▸ **TASK OBJECTIVE**:
Set out every item below as a numbered list with the blank lines dropped, and leave the pictures out.

■ ■ ■

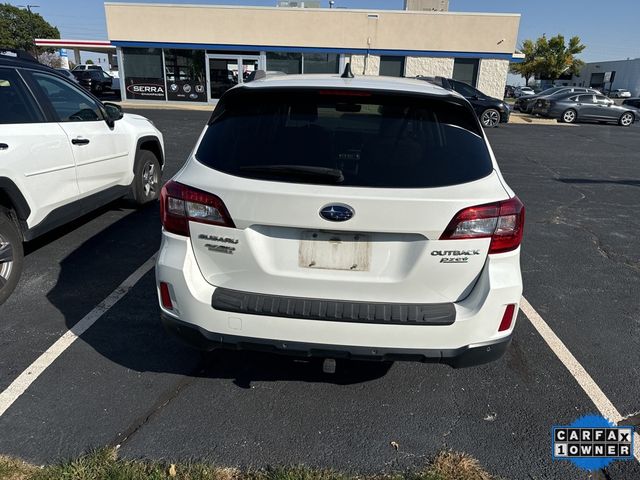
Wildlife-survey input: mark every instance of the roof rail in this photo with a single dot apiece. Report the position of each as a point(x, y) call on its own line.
point(17, 54)
point(260, 74)
point(347, 71)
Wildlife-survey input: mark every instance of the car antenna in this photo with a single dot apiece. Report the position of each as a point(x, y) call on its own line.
point(347, 71)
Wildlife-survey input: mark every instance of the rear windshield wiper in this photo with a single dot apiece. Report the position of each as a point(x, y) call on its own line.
point(298, 171)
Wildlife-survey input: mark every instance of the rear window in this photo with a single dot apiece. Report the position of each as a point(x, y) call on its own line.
point(349, 138)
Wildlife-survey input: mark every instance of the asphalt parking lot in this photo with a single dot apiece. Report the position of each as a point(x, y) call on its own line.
point(125, 382)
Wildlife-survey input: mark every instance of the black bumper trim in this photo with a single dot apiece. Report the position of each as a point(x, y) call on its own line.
point(235, 301)
point(457, 358)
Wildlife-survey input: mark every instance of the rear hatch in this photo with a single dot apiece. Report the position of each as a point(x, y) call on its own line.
point(340, 194)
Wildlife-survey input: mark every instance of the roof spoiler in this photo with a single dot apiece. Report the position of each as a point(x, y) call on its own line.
point(17, 53)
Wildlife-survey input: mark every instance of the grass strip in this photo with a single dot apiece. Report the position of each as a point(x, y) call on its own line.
point(104, 464)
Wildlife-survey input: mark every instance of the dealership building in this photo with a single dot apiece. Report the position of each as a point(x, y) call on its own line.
point(193, 53)
point(609, 75)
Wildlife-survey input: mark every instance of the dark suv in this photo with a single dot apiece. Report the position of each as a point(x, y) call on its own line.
point(96, 81)
point(491, 111)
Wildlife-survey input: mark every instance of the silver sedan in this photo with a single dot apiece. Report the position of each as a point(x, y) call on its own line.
point(586, 107)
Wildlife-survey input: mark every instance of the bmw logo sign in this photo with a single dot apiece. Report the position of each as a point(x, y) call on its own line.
point(337, 212)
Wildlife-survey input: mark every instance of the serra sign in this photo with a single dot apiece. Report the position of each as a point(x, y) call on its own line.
point(146, 88)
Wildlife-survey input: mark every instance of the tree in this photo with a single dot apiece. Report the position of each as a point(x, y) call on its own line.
point(18, 28)
point(557, 58)
point(549, 58)
point(529, 67)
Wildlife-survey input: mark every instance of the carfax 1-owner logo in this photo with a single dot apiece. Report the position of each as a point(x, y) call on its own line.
point(592, 442)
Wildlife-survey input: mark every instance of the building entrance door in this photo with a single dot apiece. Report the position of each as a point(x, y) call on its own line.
point(226, 71)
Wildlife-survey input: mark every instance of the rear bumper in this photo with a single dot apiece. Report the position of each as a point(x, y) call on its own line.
point(472, 338)
point(466, 356)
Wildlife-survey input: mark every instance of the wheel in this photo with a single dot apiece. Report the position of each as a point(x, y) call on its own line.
point(490, 118)
point(11, 256)
point(626, 119)
point(146, 184)
point(569, 116)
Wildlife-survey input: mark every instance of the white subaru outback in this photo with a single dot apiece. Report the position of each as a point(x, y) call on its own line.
point(346, 218)
point(63, 153)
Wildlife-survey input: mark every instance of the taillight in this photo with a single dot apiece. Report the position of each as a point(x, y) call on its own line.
point(165, 296)
point(507, 318)
point(503, 222)
point(180, 205)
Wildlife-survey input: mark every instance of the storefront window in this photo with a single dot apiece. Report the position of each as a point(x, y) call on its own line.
point(289, 63)
point(392, 66)
point(321, 63)
point(186, 79)
point(144, 79)
point(466, 70)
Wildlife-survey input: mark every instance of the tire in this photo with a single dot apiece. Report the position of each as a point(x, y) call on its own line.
point(626, 119)
point(569, 116)
point(11, 256)
point(146, 183)
point(490, 118)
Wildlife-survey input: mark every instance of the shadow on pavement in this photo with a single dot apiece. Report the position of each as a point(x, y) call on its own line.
point(130, 333)
point(629, 182)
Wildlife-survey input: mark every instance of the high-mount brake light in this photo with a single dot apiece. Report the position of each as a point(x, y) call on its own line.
point(503, 222)
point(345, 93)
point(180, 205)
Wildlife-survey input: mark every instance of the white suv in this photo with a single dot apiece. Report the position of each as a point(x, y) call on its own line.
point(346, 218)
point(63, 153)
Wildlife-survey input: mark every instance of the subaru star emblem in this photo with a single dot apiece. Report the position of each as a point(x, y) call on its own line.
point(337, 212)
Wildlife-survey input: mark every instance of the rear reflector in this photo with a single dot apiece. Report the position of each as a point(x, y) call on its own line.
point(180, 204)
point(165, 297)
point(507, 318)
point(503, 222)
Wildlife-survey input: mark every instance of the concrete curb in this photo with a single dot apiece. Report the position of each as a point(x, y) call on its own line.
point(524, 119)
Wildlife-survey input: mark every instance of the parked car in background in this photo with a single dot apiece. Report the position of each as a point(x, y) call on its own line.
point(491, 111)
point(67, 74)
point(269, 73)
point(509, 91)
point(63, 153)
point(96, 81)
point(522, 91)
point(404, 242)
point(585, 107)
point(633, 104)
point(86, 66)
point(526, 104)
point(620, 93)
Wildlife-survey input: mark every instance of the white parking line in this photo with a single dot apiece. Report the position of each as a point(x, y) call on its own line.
point(591, 388)
point(26, 378)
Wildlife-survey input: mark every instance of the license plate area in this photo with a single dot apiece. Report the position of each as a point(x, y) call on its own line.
point(334, 251)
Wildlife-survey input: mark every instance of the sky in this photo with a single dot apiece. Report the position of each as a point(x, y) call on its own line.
point(608, 29)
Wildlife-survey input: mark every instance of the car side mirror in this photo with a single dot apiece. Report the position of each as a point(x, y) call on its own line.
point(114, 113)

■ ■ ■

▸ **SOLUTION FOR THIS EXERCISE**:
1. Wildlife-survey input: mark every instance of the roof rail in this photo with a single dot apiece. Report the position of each as a point(x, y) call on its own line.
2. point(17, 54)
3. point(260, 74)
4. point(347, 71)
5. Wildlife-survey input: mark every instance of the car antenna in this photo with a single dot apiece. Report the position of each as a point(x, y) call on its own line.
6. point(347, 71)
7. Wildlife-survey input: mark every instance of the rear windshield wiper in this photo with a single dot apiece. Report the position of each as a point(x, y) call on its own line.
8. point(298, 171)
9. Wildlife-survey input: mark every instance of the rear window in this photo with a single dot apiece. Report the position of each as a point(x, y) call on its own line.
10. point(349, 138)
11. Wildlife-survey input: mark every instance of the asphalt parking lot in this photo with a single dot apiece. Report the position of each as a point(x, y) call on its own line.
12. point(125, 382)
13. Wildlife-survey input: mark every instance of the black bumper trim in this photo with a single dot apiece. Report the position of each as a point(x, y) call on its own line.
14. point(235, 301)
15. point(457, 358)
16. Wildlife-survey input: mark every instance of the rear hatch in this photo with a single dot apiece. Report the position of each as a point(x, y) call on its own line.
17. point(340, 194)
18. Wildlife-survey input: mark every instance of the roof spoiler in this photo with a single dot apiece. Report the position of each as a point(x, y) call on its own line.
19. point(17, 53)
20. Wildlife-survey input: mark every instance of the grass strip in this photo with a single dot apiece. Report the position of each as a point(x, y) call on its own line.
21. point(104, 464)
22. Wildlife-survey input: mark every instance of the dealership building in this photo with a single dot apiece. Report the position of each as a point(x, y) call on its own line.
23. point(193, 53)
24. point(609, 75)
25. Wildlife-survey input: mark every instance of the dark suv in this photo with a single dot apiece. Report the position of each as a point(x, y) call on its own line.
26. point(96, 81)
27. point(491, 111)
28. Wildlife-survey input: mark every instance of the silver sedan in this photo with a single dot apiece. Report the position of each as a point(x, y) call on its own line.
29. point(586, 107)
30. Wildlife-survey input: mark every instance of the bmw logo sign in this photo with a single dot apiece. Report the position of each as a point(x, y) call on its own line.
31. point(337, 212)
32. Wildlife-survey input: mark every instance of the serra sign in this photo with a single dot apiece. Report the position of each as a point(x, y) call on its own line.
33. point(146, 88)
34. Wildlife-survey input: mark every instance of the tree in this photo with a single dot apiece. Report the position of each as a point(x, y) call on its own line.
35. point(18, 28)
36. point(557, 58)
37. point(549, 58)
38. point(529, 67)
39. Wildlife-survey input: mark every instance of the carfax 1-owner logo in this photo with a single dot apiece. Report the position of each as a point(x, y) call on its own line.
40. point(592, 442)
41. Wildlife-survey input: mark every instance of the building entrance door in this photo with a single dot apiece. Report the position of each as a point(x, y) call on its own line.
42. point(226, 71)
43. Wildlife-survey input: mark every instance of the rear bumper in this photo with a single dot apiece. Report the position of each as a point(x, y) call on its own line.
44. point(472, 338)
45. point(466, 356)
46. Wildlife-survey input: mark every instance of the wheel in this photo with a single dot apiece. Report the position of each as a point(x, y) call on its own line.
47. point(490, 118)
48. point(11, 256)
49. point(626, 119)
50. point(146, 184)
51. point(569, 116)
52. Wildlife-survey input: mark every instance of the white subaru outback in this photo with a single dot apiece. Report the position of each as a point(x, y) call on its own line.
53. point(346, 218)
54. point(63, 153)
55. Wildlife-survey input: mark every instance of the taillight in this photo with a single dot apiece. Report the position of each as a point(x, y) call on its own line.
56. point(165, 296)
57. point(507, 318)
58. point(503, 222)
59. point(180, 205)
60. Wildlife-survey input: mark every instance of the storefront window in this photo with a single dot apiece. Report the position of each as a point(x, y) call on its own line.
61. point(289, 63)
62. point(392, 66)
63. point(321, 63)
64. point(186, 79)
65. point(144, 79)
66. point(466, 70)
67. Wildlife-survey input: mark every instance of the tire in this photo with a single dot apiece. Report the position of each as a point(x, y) call on its own line.
68. point(626, 119)
69. point(569, 116)
70. point(11, 256)
71. point(146, 183)
72. point(490, 118)
73. Wildlife-survey input: mark every instance of the shadow on pavement in this photo with a single dot apiece. Report the position of each as a point(x, y) call on its own line.
74. point(130, 333)
75. point(629, 182)
76. Wildlife-survey input: mark every instance of the high-mount brake light in this photo with a single dot apiece. Report the position of each as a point(x, y) call on its own line.
77. point(503, 222)
78. point(345, 93)
79. point(180, 205)
80. Wildlife-survey input: mark every instance of the white suv in this photo with a single dot apiece. Report the position of each as a point(x, y) call on its own line.
81. point(346, 218)
82. point(63, 153)
83. Wildlife-survey input: mark every instance of the subaru star emblem in this photo with a single dot apiece. Report the position of each as a point(x, y) call on its own line.
84. point(337, 212)
85. Wildlife-survey input: mark every instance of the rear reflector in this photo with a single dot apiece. Report the position of each as a point(x, y) call on its own line.
86. point(180, 204)
87. point(165, 297)
88. point(507, 318)
89. point(503, 222)
90. Wildlife-survey input: mark every instance of the concrete curb in this photo with a single dot apiece. Report the position of each as a point(x, y) call on its own line.
91. point(524, 119)
92. Wildlife-survey input: mark every instance of the parked car in background in this photo with a single dot apiece. Report the position of each as a point(x, y) call on its own line.
93. point(491, 111)
94. point(67, 74)
95. point(269, 73)
96. point(509, 91)
97. point(63, 153)
98. point(96, 81)
99. point(522, 91)
100. point(404, 242)
101. point(585, 107)
102. point(633, 104)
103. point(86, 66)
104. point(526, 104)
105. point(620, 93)
106. Wildlife-survey input: mark every instance of the white parking line in this photo with a single dot apiece. Report the position of each as a point(x, y) call on its own line.
107. point(591, 388)
108. point(26, 378)
109. Wildlife-survey input: mark every instance of the license plate area in this photo with a single dot apiece. Report the position of each as a point(x, y) call on its own line.
110. point(334, 251)
111. Wildlife-survey input: mark every instance of the sky in this photo with a single dot apiece. Report the position of each as a point(x, y) call on its own line.
112. point(608, 29)
113. Wildlife-survey input: mark every instance of the car side mirror in this photo with a single dot apiece. Report the position of each as a point(x, y) call on its own line.
114. point(114, 113)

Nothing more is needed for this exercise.